[START Provided records]

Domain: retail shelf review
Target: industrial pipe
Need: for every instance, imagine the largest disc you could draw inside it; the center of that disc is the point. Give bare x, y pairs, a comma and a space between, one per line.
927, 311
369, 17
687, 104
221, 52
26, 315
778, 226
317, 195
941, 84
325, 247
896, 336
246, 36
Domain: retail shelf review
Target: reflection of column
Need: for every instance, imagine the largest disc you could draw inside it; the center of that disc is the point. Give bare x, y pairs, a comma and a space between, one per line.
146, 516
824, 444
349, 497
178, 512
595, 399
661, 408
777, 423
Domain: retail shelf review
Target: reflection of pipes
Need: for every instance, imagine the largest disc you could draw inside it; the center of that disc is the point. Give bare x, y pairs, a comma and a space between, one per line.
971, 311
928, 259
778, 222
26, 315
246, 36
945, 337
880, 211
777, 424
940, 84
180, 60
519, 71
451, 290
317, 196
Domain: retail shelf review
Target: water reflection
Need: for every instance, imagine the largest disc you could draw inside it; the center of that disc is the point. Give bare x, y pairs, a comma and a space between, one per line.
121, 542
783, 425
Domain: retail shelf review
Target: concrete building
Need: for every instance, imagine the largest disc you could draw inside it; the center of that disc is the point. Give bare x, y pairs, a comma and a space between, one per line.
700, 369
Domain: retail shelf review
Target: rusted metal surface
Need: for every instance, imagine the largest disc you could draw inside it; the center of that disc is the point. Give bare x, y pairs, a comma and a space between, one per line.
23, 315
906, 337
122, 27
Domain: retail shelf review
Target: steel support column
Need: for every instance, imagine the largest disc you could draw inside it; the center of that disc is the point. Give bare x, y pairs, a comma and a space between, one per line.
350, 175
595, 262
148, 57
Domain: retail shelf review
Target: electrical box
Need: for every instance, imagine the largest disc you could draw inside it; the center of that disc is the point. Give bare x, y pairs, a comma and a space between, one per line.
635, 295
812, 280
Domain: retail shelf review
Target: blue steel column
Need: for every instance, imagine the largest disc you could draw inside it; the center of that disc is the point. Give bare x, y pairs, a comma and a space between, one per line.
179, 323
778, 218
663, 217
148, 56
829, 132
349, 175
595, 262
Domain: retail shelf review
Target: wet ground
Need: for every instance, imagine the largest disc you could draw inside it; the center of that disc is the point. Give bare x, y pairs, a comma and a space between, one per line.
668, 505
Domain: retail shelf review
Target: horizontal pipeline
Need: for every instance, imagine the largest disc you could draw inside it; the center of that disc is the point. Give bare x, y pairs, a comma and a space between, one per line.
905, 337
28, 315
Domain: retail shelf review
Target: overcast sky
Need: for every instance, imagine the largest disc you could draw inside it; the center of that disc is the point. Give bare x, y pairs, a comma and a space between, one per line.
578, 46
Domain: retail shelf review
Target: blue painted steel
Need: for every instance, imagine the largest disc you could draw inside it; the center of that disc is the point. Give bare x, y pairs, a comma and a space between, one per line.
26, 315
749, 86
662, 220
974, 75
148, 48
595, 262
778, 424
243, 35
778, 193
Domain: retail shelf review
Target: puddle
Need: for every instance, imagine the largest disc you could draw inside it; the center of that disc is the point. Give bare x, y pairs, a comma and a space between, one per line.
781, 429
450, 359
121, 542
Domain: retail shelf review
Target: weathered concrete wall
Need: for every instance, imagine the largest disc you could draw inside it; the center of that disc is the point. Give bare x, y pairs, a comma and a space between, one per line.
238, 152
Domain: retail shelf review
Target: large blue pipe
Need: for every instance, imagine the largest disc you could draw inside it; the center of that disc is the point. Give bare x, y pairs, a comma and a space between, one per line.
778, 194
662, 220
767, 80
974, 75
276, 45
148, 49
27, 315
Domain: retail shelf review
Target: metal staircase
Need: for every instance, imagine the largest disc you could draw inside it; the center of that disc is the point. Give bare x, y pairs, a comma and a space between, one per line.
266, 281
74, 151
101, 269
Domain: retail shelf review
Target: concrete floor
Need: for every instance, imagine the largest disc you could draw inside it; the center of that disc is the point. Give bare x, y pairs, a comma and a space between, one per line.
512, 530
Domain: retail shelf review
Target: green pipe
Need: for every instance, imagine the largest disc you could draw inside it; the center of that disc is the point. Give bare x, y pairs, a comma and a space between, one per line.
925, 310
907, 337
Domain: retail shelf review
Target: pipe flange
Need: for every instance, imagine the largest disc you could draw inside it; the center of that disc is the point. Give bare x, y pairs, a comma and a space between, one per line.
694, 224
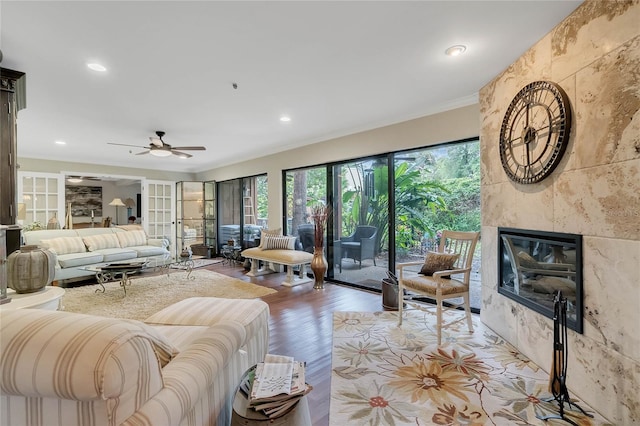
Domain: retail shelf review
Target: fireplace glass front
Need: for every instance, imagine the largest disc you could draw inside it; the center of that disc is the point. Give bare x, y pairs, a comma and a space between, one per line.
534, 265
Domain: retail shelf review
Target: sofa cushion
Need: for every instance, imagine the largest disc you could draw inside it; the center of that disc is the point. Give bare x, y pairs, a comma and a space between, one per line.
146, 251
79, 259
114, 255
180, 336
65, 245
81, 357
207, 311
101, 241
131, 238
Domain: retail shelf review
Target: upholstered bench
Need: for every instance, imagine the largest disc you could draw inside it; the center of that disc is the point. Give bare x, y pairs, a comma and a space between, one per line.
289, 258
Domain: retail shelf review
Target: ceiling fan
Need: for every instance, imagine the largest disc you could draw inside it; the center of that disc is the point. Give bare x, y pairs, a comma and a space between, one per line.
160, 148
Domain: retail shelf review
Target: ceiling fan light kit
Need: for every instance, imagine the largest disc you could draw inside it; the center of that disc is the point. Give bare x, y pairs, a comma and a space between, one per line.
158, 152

[END Provided records]
[START Provided records]

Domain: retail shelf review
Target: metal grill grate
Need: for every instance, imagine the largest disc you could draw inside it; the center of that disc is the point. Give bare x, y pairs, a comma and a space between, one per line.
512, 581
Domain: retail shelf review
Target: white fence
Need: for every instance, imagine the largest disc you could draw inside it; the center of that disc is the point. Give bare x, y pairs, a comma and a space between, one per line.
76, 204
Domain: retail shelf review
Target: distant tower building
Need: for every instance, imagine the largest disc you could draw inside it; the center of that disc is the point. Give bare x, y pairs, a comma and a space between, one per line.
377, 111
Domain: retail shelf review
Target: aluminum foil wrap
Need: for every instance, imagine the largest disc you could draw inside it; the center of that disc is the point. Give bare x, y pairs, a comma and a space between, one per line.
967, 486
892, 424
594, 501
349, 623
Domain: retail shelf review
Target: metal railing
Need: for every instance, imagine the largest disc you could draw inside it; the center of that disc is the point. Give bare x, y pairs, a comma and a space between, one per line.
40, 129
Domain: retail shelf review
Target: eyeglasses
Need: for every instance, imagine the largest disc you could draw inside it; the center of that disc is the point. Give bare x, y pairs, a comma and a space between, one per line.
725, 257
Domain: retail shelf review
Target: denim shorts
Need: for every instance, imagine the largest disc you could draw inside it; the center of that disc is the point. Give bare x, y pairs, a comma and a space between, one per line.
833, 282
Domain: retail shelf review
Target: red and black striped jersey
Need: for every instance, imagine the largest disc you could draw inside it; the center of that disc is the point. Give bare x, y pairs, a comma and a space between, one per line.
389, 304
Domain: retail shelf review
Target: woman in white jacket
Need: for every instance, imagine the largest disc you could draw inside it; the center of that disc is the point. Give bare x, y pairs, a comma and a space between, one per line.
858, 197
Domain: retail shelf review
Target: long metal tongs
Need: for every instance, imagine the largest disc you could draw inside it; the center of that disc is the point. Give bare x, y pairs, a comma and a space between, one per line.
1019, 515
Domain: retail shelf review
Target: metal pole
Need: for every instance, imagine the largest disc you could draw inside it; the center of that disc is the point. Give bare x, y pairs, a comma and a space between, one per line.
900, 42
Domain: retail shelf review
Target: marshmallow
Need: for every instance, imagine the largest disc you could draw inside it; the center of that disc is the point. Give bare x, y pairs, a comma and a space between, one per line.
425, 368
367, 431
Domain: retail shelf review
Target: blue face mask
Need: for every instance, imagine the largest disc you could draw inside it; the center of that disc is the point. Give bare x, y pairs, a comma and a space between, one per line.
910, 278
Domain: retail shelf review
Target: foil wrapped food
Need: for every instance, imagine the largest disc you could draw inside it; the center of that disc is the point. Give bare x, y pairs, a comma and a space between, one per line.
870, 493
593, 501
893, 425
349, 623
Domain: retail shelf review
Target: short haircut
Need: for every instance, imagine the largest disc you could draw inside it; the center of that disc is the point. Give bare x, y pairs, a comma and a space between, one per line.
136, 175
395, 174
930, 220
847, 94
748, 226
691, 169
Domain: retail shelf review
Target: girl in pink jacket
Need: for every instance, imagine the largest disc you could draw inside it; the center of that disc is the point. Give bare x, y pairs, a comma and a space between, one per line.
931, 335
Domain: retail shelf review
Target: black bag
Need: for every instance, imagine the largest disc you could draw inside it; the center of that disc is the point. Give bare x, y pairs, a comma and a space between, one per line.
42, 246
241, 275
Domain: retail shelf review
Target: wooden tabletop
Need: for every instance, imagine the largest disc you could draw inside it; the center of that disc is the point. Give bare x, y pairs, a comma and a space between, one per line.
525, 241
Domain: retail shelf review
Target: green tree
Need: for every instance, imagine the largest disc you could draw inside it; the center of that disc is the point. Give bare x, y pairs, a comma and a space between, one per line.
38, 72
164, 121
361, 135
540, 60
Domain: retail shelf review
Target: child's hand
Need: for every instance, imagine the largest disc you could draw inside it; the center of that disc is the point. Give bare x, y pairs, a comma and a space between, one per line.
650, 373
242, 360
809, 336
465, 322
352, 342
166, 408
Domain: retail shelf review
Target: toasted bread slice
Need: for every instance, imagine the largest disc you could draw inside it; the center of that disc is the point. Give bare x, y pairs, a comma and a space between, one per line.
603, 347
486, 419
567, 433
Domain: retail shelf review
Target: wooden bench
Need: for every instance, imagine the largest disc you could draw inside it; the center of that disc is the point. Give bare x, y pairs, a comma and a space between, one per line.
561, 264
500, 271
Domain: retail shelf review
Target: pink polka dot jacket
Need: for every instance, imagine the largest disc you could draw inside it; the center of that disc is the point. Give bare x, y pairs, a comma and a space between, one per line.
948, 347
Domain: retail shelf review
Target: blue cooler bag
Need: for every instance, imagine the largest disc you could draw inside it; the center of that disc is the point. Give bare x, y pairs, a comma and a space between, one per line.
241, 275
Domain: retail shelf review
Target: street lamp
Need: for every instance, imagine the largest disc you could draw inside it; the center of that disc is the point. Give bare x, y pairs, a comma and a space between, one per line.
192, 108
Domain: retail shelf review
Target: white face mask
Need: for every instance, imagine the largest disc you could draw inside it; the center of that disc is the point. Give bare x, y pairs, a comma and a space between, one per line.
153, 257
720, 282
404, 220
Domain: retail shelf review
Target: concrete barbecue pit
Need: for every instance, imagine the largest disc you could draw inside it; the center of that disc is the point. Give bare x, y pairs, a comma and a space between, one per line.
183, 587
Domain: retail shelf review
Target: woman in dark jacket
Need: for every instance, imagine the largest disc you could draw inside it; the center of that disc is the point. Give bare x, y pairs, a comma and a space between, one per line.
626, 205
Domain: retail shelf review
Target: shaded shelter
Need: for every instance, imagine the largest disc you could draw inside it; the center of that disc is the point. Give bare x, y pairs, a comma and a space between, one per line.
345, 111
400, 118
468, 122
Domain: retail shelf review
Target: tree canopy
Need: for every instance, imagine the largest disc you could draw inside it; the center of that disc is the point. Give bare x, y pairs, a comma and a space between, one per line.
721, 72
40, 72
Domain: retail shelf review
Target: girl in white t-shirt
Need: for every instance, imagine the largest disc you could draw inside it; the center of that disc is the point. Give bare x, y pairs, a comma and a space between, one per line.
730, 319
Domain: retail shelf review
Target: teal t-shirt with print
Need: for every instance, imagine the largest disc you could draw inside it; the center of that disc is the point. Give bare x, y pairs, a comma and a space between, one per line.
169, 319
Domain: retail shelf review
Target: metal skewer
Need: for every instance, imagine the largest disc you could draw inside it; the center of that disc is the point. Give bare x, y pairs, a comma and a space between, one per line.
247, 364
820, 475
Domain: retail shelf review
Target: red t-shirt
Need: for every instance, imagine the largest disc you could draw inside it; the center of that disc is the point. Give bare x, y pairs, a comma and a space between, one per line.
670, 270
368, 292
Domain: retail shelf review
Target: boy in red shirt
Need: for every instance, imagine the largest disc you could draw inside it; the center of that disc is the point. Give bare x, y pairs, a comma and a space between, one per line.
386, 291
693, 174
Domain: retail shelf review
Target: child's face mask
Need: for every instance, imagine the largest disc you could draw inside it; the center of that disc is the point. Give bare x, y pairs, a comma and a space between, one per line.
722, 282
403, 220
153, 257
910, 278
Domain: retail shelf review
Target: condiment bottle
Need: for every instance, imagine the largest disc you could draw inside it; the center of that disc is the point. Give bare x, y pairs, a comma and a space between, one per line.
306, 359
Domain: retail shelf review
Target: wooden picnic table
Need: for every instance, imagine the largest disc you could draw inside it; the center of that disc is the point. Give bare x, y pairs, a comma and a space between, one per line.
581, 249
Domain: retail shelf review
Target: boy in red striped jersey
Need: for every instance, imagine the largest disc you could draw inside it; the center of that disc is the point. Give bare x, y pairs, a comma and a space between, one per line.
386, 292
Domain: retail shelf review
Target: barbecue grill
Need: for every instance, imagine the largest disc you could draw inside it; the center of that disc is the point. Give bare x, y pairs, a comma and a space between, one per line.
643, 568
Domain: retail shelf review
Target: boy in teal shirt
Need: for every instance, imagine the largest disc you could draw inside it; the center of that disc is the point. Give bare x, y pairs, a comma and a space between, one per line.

[END Provided records]
[START Provided records]

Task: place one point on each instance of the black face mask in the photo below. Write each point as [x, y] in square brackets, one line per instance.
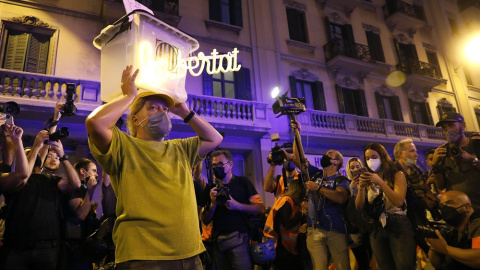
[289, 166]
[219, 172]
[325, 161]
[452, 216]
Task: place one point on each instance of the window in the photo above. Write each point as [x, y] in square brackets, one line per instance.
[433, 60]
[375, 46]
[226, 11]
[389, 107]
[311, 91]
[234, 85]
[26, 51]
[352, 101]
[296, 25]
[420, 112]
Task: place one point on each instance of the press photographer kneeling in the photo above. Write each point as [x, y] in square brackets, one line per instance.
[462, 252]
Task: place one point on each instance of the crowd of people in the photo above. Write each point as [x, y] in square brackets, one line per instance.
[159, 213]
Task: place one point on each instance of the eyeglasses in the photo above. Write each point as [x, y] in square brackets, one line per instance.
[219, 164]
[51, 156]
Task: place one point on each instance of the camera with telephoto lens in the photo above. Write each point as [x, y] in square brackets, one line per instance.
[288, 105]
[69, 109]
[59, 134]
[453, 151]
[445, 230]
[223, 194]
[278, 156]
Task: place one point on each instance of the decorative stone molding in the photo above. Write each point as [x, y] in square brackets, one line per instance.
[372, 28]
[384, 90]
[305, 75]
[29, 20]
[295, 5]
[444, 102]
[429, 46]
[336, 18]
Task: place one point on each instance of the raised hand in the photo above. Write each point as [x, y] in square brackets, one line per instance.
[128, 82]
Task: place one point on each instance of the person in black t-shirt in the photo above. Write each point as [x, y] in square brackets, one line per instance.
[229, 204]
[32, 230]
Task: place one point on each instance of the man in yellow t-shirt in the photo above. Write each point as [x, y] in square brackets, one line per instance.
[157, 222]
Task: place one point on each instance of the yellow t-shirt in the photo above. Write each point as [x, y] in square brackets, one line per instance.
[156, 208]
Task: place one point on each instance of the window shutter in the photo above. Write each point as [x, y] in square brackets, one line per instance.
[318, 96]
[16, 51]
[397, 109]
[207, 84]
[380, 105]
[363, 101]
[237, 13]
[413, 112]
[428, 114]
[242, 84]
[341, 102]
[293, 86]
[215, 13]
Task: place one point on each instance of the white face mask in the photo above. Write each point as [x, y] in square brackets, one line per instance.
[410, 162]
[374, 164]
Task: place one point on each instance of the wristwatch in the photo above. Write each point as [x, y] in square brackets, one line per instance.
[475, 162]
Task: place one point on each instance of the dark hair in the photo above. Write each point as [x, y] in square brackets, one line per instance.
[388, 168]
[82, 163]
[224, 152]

[END Provided records]

§ **Work to complete**: Which lines of the data above contain the word "eyeglasses"? Select each of them and copy it out in full.

§ **Response to this task**:
Target: eyeglasses
Task: place one point on each instance of the eyeglasses in the photo above. Write each point as [x, y] in square brackets, one line per instance.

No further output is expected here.